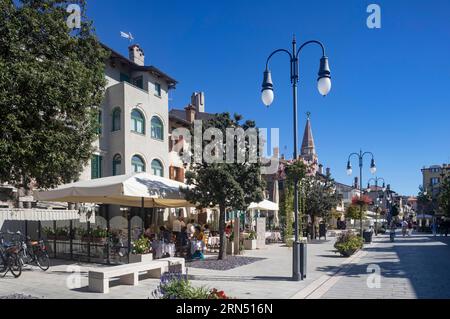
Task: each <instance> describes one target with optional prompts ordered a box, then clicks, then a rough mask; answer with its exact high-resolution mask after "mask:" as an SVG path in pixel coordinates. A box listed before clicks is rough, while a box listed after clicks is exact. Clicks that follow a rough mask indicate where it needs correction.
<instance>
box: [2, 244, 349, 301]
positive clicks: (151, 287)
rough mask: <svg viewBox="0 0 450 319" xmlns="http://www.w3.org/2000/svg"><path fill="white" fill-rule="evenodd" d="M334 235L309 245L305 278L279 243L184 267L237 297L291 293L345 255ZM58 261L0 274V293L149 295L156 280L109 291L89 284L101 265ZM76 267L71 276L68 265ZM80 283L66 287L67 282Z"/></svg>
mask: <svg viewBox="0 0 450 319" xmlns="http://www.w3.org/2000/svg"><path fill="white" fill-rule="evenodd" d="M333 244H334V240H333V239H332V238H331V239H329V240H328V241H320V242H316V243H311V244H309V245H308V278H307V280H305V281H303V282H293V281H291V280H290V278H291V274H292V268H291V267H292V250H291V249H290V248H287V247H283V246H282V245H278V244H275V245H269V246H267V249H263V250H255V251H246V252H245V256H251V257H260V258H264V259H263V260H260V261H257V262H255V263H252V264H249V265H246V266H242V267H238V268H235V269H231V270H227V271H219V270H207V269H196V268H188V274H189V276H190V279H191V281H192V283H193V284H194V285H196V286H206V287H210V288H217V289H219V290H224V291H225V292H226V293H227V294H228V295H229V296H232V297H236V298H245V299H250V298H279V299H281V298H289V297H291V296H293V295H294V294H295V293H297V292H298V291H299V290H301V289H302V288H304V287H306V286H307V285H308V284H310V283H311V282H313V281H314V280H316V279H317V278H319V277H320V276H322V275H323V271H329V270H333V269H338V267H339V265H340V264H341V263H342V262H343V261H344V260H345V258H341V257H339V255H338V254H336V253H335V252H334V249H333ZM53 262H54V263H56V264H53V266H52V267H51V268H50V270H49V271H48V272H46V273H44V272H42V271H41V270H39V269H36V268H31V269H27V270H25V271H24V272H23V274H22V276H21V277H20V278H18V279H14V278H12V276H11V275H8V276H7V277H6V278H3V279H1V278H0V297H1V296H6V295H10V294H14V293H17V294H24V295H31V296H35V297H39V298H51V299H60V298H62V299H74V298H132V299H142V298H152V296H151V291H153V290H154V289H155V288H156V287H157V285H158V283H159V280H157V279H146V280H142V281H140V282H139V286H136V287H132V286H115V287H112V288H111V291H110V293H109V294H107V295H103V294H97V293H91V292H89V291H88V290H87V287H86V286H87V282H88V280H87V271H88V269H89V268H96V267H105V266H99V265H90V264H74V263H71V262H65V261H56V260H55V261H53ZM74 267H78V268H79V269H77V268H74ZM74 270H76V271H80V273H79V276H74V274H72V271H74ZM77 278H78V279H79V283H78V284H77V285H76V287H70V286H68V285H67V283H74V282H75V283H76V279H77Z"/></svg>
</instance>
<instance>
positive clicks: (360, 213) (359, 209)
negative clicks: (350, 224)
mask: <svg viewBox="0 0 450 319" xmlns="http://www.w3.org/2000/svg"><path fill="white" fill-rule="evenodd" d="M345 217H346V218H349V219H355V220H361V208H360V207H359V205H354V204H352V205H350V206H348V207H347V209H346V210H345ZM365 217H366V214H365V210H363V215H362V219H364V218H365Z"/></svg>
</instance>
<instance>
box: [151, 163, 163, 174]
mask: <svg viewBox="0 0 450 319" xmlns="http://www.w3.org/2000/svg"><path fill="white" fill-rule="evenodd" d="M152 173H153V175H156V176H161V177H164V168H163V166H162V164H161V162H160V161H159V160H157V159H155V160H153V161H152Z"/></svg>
□ □ □
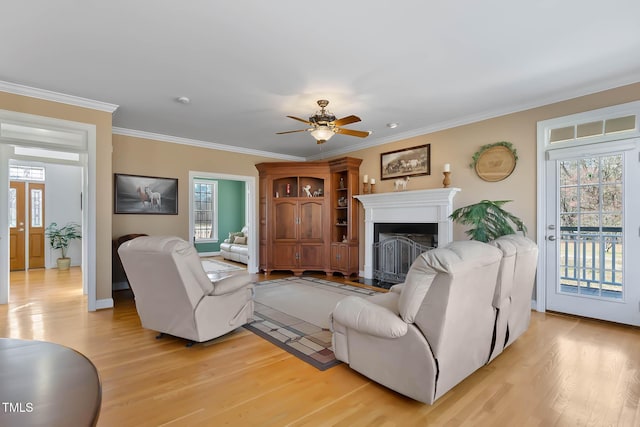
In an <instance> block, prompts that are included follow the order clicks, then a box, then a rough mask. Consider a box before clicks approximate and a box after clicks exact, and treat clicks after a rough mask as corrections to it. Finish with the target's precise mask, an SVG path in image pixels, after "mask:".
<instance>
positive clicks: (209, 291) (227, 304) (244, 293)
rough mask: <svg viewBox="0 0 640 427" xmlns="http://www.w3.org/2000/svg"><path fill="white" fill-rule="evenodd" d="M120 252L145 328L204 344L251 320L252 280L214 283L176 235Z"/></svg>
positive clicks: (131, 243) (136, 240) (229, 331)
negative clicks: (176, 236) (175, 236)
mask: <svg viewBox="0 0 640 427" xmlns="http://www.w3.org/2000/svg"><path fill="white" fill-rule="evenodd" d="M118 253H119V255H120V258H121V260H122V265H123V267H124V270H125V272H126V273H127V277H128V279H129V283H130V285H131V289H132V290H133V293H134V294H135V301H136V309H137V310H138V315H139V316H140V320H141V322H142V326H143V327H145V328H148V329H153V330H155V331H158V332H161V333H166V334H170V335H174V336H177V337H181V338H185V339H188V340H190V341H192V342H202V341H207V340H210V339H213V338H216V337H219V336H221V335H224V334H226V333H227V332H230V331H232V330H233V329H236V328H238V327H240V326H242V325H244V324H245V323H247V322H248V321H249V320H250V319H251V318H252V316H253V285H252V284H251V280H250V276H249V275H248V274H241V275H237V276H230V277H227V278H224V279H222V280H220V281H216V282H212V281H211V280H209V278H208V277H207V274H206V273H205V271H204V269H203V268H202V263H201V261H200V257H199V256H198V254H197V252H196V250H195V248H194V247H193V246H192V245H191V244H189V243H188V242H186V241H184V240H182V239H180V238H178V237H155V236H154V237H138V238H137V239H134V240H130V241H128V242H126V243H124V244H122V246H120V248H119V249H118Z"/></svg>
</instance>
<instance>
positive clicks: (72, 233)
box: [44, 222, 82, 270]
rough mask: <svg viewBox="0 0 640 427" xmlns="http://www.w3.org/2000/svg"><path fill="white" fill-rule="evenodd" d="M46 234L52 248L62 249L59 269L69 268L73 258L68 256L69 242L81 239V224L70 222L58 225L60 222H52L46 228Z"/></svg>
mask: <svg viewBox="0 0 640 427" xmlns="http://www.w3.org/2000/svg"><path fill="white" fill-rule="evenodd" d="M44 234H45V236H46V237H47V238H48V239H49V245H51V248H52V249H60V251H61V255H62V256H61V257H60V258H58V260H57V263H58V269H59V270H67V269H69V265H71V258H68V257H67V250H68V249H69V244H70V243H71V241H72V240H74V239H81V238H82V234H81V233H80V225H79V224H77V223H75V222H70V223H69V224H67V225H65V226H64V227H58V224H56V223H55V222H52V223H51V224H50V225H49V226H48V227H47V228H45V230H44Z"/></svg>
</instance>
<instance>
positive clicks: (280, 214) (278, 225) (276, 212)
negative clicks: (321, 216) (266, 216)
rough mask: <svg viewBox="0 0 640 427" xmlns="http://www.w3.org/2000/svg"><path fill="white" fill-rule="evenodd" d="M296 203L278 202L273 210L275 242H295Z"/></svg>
□ □ □
WORK TASK
Scan the records above and show every line in which the word "prompts" occurs.

EXPECTED OUTPUT
Task: each <instance> describes one target with optional prompts ordered a box, then clicks, then a rough mask; answer with its exact high-resolution mask after "mask:" as an SVG path in pixel coordinates. A box listed before clicks is rough, while a box listed after clicks is exact. Clicks that follow a rough mask indicate where it needs correction.
In an <instance> block, prompts that are included follow the order clicks, then a box, then a rough mask. Consider a box before clicks approximate and a box after clicks exact, and treat clicks after a rough mask as corrections to it. Finish with the target's precise mask, an SVG path in image pixels, after "mask:".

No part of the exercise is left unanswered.